- TEXT PASSAGE -

____________________

Swiss Society for Optics and Microscopy
- Abbreviation: SSOM
- Formation: 1949; 77 years ago
- Type: Professional Organisation and Registered Charity
- Membership: 465 (2016)
- Official languages: English, French, German, Italian, Romansh
- President: Dr Markus Dürrenberger
- Optics Section Vice President: Prof. Dr. Beat Neuenschwander
- Microscopy Section Vice President: Dr. Marco Cantoni
- Nanotechnology Section Vice President: Dr. Harry Heinzelmann
- Website: ssom.ch
- Formerly called: Swiss Committee for Optics

= Swiss Society for Optics and Microscopy =

The Swiss Society for Optics and Microscopy (SSOM) (Société Suisse d'Optique et de Microscopie Électronique (SSOME); Schweizerische Gesellschaft für Optik und Elektronmikroskopie (SGOEM)) is a learned society for the promotion of optics and microscopy (and more recently nanotechnology) in Switzerland.

It is a member of Swiss Academy of Natural Sciences (SCNAT), one of four of the constituent members of the Swiss Academies of Arts and Sciences. It is also a member of the International Commission for Optics, the International Committee on the Science of Photography, the European Optical Committee, the European Optical Society and the European Microscopy Society (regional committee of the International Federation of Societies for Microscopy).

==History==
Te society was founded on 1949 as the Swiss Committee for Optics. In 1969 following changes in their constitution, it was accepted into the Swiss Academy of Natural Sciences which led its name being changed to the Swiss Society for Optics and Electron Microscopy(Société Suisse d'Optique et de Microscopie Electronique/Schweizerische Gesellschaft für Optik und Elektronenmikroskopie). In 1955 the society was split into two sections, one for electron microscopy and the other for optics, each with their own secretaries.

____________________

- CHALLENGE 1 -
Please transcribe the entries, starting with the line containing "job: leaf surface" and going on through the last line of the entries.

____________________

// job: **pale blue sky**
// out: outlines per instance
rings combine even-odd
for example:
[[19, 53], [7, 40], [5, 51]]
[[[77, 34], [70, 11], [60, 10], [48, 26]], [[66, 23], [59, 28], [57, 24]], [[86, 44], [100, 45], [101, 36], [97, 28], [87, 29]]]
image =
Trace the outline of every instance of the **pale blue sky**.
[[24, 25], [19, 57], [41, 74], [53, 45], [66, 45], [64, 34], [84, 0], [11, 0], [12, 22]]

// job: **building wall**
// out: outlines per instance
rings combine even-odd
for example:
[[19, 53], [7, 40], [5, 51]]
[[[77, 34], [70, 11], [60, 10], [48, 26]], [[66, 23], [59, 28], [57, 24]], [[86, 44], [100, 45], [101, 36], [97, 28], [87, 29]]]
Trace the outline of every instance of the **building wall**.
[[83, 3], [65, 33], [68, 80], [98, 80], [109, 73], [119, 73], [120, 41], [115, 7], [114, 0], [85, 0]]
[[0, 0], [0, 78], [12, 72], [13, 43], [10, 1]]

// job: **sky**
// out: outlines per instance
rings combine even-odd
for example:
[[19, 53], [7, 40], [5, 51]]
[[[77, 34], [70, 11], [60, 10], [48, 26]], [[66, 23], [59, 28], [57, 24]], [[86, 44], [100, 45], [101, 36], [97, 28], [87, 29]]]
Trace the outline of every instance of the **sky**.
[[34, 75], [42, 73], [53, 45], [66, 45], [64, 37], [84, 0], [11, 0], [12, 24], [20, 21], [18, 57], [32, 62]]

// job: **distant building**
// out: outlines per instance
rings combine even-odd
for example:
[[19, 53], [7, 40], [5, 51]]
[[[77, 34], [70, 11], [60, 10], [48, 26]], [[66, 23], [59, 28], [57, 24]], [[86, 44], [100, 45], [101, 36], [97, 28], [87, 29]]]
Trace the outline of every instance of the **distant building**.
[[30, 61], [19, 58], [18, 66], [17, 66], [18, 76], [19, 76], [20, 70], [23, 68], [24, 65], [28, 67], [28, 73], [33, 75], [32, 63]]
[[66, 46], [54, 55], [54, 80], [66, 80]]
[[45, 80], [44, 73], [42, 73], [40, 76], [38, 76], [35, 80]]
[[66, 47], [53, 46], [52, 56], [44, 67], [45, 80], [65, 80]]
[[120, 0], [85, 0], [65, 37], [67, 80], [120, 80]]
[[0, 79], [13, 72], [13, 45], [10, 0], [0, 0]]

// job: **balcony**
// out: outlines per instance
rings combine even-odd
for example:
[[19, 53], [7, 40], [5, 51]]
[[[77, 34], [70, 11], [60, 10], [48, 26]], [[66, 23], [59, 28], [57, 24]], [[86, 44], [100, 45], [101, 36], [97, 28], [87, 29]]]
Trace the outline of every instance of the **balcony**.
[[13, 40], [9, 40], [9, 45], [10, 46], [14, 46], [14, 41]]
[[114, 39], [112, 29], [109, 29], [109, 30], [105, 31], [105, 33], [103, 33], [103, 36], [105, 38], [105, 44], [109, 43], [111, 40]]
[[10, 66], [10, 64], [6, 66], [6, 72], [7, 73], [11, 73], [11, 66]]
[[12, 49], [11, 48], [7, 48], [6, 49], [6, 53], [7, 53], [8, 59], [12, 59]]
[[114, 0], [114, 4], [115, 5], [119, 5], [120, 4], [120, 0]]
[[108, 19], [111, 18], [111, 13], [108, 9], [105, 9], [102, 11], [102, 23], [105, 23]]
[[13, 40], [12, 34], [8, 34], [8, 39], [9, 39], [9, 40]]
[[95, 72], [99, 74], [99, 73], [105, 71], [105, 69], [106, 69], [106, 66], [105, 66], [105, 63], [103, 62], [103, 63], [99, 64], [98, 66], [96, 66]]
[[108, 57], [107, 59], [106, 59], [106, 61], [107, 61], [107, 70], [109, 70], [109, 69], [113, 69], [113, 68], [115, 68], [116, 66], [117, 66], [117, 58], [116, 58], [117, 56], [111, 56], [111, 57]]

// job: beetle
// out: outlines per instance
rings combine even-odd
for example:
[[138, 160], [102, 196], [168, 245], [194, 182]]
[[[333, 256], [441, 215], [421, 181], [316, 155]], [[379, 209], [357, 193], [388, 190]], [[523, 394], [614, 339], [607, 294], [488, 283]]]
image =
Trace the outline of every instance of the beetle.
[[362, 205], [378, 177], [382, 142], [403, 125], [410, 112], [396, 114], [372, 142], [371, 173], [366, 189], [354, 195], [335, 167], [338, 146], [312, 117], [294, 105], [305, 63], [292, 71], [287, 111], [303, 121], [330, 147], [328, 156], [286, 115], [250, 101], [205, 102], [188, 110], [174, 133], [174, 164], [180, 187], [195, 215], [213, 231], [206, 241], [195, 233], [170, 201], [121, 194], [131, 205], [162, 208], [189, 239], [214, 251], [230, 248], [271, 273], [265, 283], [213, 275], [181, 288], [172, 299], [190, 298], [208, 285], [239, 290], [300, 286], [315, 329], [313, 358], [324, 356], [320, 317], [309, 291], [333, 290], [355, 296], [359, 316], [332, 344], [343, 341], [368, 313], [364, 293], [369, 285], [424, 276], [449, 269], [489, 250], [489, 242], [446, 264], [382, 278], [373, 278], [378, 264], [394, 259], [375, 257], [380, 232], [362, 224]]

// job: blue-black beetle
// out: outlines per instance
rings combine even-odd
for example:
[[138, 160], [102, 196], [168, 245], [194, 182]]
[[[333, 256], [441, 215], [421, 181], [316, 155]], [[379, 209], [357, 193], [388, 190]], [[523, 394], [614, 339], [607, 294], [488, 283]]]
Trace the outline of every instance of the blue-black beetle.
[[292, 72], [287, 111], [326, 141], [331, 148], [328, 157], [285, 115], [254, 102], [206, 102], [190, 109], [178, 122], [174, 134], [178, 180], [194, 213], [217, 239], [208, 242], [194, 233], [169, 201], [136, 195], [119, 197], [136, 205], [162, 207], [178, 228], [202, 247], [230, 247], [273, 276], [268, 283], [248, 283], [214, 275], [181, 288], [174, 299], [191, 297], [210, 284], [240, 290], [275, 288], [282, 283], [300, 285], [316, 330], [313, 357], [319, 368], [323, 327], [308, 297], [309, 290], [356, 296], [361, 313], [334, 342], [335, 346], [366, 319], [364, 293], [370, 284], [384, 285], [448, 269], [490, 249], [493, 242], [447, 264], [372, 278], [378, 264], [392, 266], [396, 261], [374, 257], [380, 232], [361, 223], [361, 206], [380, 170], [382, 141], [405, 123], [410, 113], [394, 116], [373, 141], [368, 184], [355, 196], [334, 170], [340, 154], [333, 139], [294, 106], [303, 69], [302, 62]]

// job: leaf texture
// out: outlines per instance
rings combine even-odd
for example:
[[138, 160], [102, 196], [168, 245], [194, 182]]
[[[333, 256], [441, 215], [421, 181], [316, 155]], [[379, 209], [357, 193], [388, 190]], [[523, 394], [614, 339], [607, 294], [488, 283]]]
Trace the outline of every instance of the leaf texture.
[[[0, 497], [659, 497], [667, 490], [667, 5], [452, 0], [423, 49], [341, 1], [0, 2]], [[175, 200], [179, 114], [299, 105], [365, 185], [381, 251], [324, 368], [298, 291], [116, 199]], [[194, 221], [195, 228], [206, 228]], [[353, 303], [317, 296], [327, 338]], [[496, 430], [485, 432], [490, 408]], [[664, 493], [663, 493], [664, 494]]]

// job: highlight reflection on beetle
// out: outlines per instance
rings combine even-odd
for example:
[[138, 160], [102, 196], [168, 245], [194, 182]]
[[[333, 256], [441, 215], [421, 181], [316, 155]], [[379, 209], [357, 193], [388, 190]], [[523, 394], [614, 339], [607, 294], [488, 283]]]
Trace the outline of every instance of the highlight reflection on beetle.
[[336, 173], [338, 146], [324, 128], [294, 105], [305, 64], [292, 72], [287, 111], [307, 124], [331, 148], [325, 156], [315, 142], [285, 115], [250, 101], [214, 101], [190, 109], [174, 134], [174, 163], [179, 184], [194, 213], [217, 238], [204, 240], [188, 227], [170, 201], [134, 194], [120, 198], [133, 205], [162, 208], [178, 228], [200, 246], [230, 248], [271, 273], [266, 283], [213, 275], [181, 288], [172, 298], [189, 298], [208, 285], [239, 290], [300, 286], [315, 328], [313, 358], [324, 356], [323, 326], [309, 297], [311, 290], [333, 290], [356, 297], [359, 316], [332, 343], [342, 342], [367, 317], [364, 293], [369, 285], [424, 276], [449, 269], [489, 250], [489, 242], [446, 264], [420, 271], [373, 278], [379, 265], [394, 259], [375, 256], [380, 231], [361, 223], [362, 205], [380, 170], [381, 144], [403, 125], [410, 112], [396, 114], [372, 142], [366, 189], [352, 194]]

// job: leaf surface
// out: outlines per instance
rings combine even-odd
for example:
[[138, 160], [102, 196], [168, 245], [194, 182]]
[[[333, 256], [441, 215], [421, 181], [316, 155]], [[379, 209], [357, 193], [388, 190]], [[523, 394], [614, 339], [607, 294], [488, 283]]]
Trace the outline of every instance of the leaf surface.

____________________

- CHALLENGE 2 -
Restate word for word the part of the text on the Swiss Society for Optics and Microscopy starting with "The Swiss Society for Optics and Microscopy" and going on through "Societies for Microscopy).".

- EXPECTED ANSWER 1 -
// job: leaf surface
// out: outlines per instance
rings combine even-odd
for example:
[[138, 160], [102, 196], [168, 245], [194, 182]]
[[[333, 256], [441, 215], [421, 181], [316, 155]], [[379, 209], [357, 193], [388, 190]], [[523, 394], [614, 339], [607, 294], [488, 283]]]
Trace the outline of every instance of the leaf surface.

- EXPECTED ANSWER 2 -
The Swiss Society for Optics and Microscopy (SSOM) (Société Suisse d'Optique et de Microscopie Électronique (SSOME); Schweizerische Gesellschaft für Optik und Elektronmikroskopie (SGOEM)) is a learned society for the promotion of optics and microscopy (and more recently nanotechnology) in Switzerland.

It is a member of Swiss Academy of Natural Sciences (SCNAT), one of four of the constituent members of the Swiss Academies of Arts and Sciences. It is also a member of the International Commission for Optics, the International Committee on the Science of Photography, the European Optical Committee, the European Optical Society and the European Microscopy Society (regional committee of the International Federation of Societies for Microscopy).